◆ **Instructions for the task**
In the entries below, go to the line containing "Where can you see the thin" and repeat it along with every later line, exactly.

◆ **Extracted material**
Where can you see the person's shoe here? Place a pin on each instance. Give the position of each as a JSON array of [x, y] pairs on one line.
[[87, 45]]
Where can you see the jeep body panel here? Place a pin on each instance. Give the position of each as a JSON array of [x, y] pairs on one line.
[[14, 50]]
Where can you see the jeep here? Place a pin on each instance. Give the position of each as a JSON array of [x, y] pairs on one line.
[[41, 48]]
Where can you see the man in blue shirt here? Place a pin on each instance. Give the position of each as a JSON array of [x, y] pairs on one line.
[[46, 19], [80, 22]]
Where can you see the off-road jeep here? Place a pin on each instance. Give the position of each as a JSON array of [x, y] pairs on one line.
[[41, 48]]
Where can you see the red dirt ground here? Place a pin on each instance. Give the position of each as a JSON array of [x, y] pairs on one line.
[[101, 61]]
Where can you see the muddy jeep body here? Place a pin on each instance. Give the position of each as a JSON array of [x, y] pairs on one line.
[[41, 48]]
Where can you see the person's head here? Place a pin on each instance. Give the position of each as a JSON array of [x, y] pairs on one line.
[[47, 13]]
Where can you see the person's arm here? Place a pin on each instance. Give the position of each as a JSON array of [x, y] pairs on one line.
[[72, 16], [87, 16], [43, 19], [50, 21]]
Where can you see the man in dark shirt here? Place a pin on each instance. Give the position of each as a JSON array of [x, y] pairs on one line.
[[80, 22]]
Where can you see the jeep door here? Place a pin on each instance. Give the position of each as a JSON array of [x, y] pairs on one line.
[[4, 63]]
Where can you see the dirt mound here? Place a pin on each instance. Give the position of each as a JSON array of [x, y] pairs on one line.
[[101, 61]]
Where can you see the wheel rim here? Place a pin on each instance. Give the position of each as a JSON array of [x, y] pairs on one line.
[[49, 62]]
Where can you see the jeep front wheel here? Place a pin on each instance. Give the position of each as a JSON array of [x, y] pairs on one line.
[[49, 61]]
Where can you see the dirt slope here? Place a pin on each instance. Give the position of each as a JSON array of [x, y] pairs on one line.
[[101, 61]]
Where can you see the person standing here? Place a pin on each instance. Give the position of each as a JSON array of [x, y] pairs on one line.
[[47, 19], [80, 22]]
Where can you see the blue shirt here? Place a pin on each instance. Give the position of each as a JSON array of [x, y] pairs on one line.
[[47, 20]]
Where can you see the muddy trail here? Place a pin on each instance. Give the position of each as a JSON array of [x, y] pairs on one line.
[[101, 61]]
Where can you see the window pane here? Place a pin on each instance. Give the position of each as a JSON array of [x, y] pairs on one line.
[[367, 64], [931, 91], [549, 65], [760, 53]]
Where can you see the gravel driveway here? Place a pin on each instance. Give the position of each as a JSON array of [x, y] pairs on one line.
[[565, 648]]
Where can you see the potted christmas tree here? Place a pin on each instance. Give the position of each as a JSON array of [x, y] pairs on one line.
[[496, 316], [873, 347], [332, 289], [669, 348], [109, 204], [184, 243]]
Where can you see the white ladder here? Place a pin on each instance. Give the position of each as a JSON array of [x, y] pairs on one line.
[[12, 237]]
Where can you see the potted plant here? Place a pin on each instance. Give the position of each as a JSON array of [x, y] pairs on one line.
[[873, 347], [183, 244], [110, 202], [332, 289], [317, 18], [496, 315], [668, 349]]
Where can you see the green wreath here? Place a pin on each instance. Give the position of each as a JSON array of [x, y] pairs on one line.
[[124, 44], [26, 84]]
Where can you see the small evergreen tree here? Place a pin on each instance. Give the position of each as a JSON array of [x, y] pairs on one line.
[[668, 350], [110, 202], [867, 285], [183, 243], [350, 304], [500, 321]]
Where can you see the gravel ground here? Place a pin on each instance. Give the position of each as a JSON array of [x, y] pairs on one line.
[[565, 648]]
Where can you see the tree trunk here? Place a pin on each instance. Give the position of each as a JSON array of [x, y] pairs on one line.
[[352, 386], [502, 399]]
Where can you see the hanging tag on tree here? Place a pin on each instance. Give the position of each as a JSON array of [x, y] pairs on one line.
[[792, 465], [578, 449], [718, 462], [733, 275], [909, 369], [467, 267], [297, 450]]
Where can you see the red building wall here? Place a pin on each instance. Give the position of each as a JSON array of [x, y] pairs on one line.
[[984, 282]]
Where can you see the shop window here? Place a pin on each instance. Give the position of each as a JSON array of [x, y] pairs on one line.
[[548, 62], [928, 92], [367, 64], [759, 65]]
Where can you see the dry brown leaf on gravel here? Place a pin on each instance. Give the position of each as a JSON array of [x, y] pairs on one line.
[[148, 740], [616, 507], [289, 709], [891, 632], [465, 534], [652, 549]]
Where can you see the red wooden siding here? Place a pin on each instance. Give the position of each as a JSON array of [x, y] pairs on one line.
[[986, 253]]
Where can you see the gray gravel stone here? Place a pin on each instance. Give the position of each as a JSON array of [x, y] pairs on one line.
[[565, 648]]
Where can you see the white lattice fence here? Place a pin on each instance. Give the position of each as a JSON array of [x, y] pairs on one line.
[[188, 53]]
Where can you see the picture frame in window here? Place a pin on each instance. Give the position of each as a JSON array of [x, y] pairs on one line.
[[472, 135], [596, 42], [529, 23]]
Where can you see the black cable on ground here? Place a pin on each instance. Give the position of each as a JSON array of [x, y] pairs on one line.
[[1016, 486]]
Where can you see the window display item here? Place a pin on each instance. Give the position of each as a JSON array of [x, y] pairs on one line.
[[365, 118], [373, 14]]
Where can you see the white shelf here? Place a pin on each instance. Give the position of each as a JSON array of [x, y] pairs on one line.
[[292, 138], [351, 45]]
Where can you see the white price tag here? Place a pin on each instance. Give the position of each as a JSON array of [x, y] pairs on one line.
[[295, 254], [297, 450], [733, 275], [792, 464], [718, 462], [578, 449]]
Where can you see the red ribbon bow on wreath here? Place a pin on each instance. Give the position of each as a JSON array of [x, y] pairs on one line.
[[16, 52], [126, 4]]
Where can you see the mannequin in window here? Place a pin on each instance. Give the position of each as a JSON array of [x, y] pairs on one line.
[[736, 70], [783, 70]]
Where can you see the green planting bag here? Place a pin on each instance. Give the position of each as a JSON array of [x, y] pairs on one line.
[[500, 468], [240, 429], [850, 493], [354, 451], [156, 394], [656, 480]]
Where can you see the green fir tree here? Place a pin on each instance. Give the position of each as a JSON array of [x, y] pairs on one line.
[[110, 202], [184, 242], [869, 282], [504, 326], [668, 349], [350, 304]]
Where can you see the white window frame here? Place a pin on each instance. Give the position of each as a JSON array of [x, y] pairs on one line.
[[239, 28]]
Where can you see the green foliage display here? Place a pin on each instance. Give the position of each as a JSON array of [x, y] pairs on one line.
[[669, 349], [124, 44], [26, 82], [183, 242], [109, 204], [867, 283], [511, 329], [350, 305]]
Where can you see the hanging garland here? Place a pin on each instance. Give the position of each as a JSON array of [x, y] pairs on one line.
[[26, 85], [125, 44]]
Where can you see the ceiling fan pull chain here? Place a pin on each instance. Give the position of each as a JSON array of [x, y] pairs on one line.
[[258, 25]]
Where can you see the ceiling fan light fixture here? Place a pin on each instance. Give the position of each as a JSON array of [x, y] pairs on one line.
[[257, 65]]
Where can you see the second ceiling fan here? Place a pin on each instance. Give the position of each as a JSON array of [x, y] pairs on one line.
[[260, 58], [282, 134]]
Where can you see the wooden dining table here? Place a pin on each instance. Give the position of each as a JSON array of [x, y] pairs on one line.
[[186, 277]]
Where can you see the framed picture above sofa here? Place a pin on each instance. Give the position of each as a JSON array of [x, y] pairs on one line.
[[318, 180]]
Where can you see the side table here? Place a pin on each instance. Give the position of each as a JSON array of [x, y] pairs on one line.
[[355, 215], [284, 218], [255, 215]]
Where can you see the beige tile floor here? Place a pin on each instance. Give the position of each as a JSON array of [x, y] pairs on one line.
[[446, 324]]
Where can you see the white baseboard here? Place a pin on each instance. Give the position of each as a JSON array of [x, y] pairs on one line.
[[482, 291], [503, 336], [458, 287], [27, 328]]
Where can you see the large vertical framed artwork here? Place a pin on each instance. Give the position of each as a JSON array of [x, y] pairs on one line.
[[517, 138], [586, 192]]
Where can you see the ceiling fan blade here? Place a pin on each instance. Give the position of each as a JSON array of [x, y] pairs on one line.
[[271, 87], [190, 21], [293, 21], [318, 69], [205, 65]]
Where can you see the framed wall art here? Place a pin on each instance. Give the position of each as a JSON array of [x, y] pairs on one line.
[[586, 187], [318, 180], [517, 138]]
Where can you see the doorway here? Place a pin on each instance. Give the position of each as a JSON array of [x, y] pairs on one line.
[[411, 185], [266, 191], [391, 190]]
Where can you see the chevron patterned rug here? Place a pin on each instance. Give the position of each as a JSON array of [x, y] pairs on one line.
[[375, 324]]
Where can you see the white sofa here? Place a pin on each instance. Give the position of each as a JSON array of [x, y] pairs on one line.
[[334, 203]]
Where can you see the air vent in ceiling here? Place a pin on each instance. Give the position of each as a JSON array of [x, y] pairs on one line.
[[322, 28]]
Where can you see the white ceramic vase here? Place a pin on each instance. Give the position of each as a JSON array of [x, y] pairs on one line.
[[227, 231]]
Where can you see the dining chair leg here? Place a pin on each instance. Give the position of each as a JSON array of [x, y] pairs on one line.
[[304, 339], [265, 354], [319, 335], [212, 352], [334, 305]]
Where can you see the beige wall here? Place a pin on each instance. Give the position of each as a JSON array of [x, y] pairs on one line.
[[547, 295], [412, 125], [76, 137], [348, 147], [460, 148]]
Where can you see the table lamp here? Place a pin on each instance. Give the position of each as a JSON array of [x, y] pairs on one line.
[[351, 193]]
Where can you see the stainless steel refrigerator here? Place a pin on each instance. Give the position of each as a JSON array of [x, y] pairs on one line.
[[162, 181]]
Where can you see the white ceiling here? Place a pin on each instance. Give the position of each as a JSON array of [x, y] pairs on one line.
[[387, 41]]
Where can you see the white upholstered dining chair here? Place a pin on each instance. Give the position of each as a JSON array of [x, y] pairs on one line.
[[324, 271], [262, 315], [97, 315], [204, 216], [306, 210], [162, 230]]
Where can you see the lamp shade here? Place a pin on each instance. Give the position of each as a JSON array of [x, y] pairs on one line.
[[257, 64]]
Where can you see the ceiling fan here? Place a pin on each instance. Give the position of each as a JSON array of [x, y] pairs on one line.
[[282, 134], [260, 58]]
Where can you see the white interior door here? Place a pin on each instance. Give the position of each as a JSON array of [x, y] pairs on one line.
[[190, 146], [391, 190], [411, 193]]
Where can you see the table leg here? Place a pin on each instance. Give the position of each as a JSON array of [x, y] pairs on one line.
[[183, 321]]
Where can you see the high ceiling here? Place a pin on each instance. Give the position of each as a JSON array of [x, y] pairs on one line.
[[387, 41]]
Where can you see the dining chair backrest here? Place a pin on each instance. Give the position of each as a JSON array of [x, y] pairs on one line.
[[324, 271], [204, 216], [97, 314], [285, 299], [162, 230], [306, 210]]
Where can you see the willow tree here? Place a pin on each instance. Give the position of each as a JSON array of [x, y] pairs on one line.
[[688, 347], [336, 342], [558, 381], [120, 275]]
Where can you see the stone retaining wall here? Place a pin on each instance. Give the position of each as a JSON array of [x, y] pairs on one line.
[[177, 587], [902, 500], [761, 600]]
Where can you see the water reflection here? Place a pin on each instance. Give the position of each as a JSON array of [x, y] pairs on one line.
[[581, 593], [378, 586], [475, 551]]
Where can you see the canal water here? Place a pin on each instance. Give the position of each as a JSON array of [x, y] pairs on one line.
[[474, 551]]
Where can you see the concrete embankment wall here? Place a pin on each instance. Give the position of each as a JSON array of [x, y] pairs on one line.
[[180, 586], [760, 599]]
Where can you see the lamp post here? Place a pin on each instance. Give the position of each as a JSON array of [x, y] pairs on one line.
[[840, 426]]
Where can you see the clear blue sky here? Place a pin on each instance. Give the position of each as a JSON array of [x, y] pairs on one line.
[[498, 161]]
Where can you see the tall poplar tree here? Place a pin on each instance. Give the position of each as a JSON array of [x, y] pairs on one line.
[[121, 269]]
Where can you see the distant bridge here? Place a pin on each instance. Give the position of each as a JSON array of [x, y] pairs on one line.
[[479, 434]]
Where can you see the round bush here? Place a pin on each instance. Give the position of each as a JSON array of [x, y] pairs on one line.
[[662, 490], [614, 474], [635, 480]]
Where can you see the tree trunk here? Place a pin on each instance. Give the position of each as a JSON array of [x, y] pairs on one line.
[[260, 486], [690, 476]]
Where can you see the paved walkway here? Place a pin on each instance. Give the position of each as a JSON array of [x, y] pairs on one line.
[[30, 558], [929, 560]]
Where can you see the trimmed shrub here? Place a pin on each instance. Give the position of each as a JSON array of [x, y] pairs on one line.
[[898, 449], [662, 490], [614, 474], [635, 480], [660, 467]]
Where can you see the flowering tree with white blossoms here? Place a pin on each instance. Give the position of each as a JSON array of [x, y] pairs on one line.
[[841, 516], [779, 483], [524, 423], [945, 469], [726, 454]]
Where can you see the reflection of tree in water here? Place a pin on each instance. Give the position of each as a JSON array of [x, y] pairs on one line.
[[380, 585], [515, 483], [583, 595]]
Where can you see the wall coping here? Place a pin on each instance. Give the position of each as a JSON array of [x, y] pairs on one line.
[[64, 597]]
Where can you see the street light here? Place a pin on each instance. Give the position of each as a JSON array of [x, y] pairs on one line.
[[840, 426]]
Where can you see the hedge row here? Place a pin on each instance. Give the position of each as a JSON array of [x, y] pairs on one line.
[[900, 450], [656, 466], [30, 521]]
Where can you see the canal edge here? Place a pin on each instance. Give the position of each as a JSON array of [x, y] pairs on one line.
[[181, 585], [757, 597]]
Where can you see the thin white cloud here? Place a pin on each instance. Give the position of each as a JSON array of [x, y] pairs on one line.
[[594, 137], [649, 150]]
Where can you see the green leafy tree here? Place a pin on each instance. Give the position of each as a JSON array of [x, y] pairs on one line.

◆ **Answer to this problem**
Where can you see the thin white cloud here? Place a pin on each instance. Give the position of each as a JSON array of [x, y] pairs on one line.
[[594, 137], [649, 150]]
Where can you see the green leafy tree here? Place a pin on each instance. Give the position of each as a JSON array of [x, y] pairs on one line.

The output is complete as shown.